» WHAT TO WORK ON: How many lines of the listing below contain the string "desk"? Give only the number.

[Shape annotation entries]
_ _ _ _ _ _ _
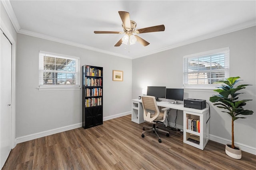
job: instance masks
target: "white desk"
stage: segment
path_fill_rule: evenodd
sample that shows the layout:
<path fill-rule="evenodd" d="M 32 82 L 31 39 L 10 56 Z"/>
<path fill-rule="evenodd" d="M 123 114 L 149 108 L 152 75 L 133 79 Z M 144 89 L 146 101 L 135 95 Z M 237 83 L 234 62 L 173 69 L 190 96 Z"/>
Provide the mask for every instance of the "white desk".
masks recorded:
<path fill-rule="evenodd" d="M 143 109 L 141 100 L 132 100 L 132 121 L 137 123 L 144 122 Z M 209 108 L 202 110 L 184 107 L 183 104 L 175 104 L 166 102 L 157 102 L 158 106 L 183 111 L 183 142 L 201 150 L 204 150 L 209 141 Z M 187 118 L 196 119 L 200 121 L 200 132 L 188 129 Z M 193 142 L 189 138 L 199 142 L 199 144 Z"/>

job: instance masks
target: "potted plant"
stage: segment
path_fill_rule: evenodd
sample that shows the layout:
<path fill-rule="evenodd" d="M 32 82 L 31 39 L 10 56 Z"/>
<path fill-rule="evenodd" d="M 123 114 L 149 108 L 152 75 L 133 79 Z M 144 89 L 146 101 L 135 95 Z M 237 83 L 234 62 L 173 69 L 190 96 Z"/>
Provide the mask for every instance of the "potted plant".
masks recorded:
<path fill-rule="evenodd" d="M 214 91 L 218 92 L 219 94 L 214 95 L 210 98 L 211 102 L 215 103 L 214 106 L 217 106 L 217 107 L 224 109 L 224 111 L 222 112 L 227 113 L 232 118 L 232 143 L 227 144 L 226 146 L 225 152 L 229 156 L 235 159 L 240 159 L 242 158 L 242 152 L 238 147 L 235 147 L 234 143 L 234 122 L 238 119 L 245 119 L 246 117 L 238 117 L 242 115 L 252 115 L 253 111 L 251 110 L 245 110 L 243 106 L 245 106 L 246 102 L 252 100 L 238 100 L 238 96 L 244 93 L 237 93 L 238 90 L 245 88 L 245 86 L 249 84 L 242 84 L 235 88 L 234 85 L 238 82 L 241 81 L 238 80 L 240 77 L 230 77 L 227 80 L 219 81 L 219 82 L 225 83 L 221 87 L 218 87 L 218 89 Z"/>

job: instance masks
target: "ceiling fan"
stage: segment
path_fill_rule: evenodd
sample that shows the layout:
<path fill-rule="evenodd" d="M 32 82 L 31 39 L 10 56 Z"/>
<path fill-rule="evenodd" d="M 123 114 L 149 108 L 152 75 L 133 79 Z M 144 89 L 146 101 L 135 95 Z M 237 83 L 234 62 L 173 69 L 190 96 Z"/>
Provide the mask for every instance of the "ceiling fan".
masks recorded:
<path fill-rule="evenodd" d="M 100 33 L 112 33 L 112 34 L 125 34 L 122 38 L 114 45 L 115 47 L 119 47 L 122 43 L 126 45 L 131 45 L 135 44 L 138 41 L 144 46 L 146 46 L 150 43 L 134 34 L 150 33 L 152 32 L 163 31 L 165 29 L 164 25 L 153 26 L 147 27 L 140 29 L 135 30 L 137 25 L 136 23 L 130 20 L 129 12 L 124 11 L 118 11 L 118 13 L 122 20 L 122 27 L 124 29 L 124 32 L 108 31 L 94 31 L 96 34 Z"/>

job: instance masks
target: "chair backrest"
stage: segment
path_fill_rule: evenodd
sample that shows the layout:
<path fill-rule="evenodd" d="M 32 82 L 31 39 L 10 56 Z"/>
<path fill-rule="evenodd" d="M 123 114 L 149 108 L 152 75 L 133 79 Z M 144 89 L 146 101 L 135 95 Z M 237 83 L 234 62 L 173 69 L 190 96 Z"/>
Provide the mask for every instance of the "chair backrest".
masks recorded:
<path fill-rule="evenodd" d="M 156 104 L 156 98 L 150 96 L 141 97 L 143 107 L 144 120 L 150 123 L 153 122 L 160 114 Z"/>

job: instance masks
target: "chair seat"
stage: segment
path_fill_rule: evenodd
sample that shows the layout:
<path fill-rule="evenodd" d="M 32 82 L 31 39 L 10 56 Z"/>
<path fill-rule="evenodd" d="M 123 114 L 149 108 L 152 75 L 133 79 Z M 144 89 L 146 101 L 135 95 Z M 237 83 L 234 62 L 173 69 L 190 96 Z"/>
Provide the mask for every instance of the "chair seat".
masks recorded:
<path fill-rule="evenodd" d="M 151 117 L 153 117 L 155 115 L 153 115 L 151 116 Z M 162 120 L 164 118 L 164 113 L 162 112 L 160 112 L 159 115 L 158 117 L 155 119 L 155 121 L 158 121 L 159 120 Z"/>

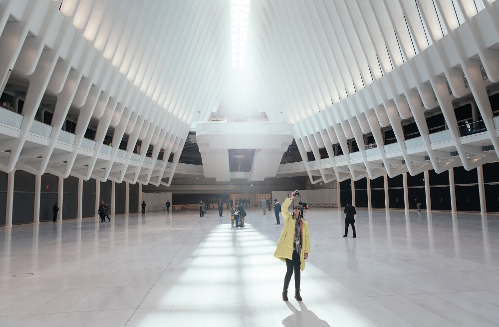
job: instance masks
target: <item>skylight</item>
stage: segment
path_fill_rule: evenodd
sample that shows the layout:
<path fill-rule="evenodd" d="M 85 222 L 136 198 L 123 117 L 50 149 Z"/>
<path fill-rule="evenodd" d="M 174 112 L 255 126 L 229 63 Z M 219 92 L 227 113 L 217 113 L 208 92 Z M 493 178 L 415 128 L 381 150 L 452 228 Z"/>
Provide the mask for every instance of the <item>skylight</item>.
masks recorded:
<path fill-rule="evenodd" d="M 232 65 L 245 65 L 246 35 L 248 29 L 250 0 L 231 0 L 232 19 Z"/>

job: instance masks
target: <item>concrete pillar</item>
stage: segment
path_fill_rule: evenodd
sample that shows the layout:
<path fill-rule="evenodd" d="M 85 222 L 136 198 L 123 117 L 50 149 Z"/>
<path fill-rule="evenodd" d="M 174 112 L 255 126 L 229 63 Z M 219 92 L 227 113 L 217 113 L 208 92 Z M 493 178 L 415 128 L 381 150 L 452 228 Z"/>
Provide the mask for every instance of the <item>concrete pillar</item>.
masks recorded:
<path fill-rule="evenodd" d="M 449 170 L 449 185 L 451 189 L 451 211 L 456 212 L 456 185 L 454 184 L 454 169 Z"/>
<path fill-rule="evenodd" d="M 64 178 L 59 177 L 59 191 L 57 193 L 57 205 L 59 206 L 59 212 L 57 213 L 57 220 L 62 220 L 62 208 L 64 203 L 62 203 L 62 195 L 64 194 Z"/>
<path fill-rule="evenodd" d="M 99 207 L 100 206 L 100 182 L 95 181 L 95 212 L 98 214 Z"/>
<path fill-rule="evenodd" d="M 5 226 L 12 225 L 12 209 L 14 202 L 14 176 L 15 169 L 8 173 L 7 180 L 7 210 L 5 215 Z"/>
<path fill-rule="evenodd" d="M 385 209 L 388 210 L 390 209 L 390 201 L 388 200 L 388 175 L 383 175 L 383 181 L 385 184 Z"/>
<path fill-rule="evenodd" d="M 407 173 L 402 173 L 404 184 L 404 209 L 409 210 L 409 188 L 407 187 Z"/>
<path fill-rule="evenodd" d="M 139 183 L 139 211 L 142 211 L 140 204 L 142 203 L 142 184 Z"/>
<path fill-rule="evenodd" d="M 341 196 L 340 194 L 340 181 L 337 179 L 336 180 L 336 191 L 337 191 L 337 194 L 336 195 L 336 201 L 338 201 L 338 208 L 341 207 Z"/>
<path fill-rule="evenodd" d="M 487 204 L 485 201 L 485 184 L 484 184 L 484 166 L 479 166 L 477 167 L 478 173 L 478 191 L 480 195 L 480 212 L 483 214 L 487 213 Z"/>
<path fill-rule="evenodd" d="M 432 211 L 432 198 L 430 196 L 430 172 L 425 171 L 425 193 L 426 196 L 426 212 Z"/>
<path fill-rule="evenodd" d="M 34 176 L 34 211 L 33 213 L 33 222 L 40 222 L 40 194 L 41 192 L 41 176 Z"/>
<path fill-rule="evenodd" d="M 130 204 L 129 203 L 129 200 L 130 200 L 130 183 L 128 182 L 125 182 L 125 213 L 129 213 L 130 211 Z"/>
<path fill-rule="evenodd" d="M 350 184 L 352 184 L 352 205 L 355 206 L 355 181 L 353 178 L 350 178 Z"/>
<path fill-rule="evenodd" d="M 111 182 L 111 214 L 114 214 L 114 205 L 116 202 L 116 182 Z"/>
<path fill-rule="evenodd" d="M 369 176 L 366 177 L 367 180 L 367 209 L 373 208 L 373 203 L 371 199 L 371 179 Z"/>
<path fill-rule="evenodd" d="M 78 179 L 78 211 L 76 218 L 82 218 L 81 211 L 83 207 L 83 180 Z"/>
_ _ _ _ _ _ _
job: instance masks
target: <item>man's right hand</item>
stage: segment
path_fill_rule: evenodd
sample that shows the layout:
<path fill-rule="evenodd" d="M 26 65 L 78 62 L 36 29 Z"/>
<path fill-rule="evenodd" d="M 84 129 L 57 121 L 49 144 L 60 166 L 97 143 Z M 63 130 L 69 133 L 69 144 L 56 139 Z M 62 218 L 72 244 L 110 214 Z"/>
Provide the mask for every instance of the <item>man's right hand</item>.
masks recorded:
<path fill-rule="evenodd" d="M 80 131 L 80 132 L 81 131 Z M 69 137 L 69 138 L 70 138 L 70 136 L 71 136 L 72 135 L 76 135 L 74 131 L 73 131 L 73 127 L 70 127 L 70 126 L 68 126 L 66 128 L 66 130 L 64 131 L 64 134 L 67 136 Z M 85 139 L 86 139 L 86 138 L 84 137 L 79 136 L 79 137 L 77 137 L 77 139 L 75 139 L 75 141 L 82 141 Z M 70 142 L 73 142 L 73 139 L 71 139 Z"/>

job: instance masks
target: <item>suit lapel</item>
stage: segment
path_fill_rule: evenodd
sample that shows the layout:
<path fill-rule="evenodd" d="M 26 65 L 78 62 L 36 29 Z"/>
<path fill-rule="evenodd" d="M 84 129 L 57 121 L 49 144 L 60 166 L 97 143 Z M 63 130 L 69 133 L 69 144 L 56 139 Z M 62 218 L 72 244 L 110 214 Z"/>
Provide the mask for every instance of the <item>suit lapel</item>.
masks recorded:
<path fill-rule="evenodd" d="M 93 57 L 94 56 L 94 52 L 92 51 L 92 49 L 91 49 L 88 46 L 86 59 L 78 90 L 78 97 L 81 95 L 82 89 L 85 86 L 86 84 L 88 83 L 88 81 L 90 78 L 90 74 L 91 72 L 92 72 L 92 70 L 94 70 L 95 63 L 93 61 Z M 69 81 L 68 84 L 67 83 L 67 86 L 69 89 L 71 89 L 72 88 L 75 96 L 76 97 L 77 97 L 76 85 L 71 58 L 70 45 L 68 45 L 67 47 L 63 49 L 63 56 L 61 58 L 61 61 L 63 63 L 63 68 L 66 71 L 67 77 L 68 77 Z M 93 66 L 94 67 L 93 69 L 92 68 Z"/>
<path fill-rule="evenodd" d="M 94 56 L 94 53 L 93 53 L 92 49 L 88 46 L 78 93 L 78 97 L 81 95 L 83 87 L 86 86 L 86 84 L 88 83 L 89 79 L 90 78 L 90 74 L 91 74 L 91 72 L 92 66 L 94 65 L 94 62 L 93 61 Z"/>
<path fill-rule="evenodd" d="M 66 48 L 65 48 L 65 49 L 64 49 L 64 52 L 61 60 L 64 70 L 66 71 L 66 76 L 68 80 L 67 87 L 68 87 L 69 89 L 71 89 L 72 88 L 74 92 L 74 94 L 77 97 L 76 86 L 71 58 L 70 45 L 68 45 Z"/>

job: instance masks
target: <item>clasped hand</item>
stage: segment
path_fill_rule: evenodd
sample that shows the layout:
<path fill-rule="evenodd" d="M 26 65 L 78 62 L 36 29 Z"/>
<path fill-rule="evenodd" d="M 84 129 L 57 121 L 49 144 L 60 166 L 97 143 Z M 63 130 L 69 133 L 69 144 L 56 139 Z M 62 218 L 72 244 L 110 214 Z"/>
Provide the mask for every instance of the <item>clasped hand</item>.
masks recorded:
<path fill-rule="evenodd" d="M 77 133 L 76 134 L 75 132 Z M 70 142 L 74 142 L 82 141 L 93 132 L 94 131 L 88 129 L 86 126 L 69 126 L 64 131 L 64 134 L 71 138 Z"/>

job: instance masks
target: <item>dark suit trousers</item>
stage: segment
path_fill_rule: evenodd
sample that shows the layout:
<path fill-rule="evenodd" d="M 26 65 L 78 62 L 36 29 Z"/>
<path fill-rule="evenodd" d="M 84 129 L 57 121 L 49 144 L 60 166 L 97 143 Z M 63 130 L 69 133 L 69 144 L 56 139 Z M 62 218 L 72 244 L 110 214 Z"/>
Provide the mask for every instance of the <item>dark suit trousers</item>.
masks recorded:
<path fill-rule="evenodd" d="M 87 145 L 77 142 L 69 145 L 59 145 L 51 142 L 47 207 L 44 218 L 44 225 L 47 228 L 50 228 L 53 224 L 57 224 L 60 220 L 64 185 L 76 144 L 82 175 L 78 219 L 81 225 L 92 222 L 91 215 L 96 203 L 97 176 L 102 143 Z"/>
_ _ _ _ _ _ _
» REPLY: 2